◆ Requirement
Rewrite the records below with every "arched window" changed to "curved window" and nothing else altered. Leave the pictures out.

● ● ● ● ●

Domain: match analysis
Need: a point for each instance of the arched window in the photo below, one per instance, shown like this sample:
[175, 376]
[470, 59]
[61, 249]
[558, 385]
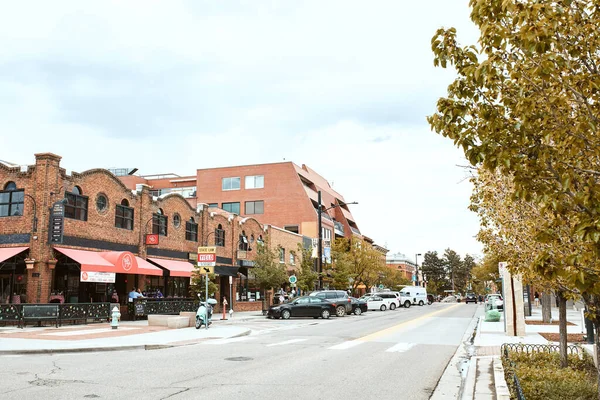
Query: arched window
[220, 236]
[191, 230]
[76, 206]
[11, 200]
[124, 215]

● ● ● ● ●

◆ Solution to the problem
Domain: match analysis
Need: a point for each instance of the curved window in the photo below, one per instance, shown like this sample:
[175, 376]
[470, 59]
[61, 249]
[558, 385]
Query: curved window
[220, 236]
[191, 230]
[76, 206]
[11, 200]
[124, 215]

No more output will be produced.